## EXTRAIT CHOISI
+ + + +
Retour au pays d'une famille syrienne dans une ville ravagée par la guerre
Retour au pays d'une famille syrienne dans une ville ravagée par la guerre
SOURAN, Syrie – La vie de réfugiée n'a jamais été simple pour Zahida, 35 ans, qui élève seule ses cinq enfants depuis que son mari a été porté disparu après quelques années de guerre en Syrie. Elle raconte qu'au Liban, les emplois étaient rares et les loyers élevés. De retour dans sa ville d'origine, les difficultés sont autres, mais toujours bien présentes.
« Les dégâts sont indescriptibles et au début, je n'ai pas reconnu ma ville », dit-elle. Sa maison de deux étages n’est plus qu’un tas de gravats et bien qu’hébergés par des parents proches, il n'y avait ni portes ni fenêtres dans les pièces mises à leur disposition. « Il n'y avait pas d'eau, pas d'électricité », ajoute-t-elle. « On se serait cru à l'âge de pierre. Et puis, petit à petit, on a amélioré les choses. »
+ + + +
## LIGNES FOURNIES
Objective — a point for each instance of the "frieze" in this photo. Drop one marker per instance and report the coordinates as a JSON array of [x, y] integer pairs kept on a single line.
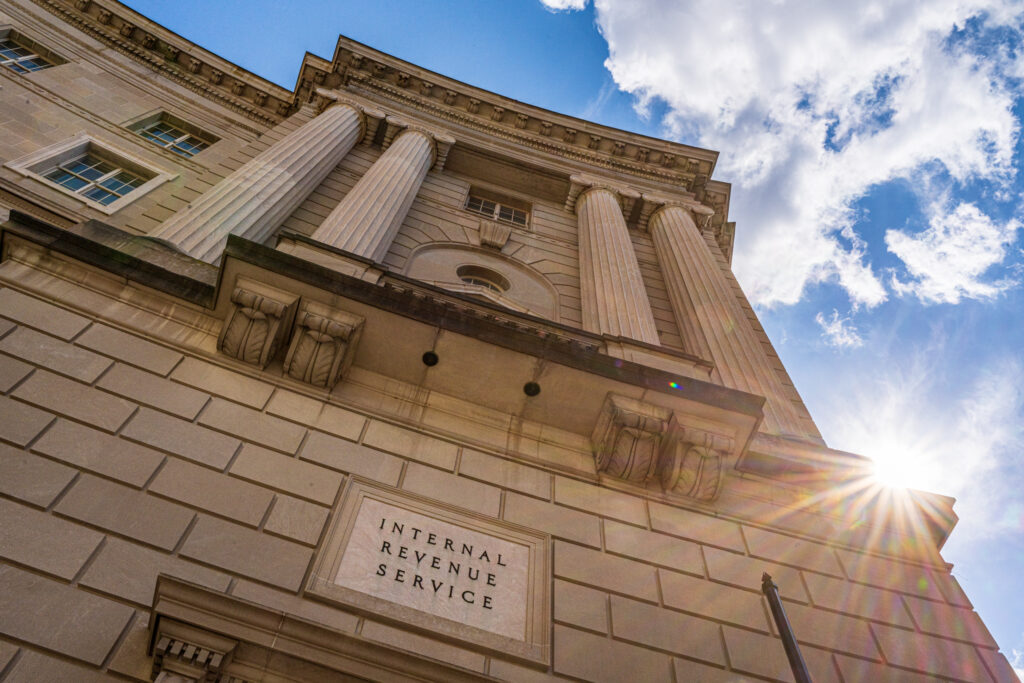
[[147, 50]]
+ + + +
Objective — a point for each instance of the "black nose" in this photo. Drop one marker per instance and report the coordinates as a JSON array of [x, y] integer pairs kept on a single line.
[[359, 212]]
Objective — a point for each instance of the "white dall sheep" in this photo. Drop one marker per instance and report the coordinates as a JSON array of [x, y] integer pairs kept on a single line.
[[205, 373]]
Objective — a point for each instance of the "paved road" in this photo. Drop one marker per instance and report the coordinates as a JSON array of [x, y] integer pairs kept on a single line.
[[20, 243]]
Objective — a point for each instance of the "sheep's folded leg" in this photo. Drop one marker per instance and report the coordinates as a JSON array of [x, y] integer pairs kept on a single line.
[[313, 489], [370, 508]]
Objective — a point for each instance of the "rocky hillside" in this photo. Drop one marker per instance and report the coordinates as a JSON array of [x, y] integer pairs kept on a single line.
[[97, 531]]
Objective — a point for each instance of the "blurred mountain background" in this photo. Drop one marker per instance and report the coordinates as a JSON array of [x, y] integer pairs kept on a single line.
+ + + +
## CONSIGNES
a) Pour chacune des affirmations suivantes, dites si elle concorde avec l'extrait sur le retour d'une famille syrienne, en répondant par oui ou non et en citant les mots décisifs du texte : (i) Zahida élève seule ses enfants ; (ii) au Liban, les loyers étaient bas ; (iii) sa maison de deux étages est restée intacte.
b) Déterminez combien de lignes contiennent la chaîne « sheep », puis indiquez uniquement ce nombre.

## RÉPONSES PAR CONSIGNE
a)
(i) Oui : « qui élève seule ses cinq enfants »
(ii) Non : « les emplois étaient rares et les loyers élevés »
(iii) Non : « Sa maison de deux étages n’est plus qu’un tas de gravats »

b) 2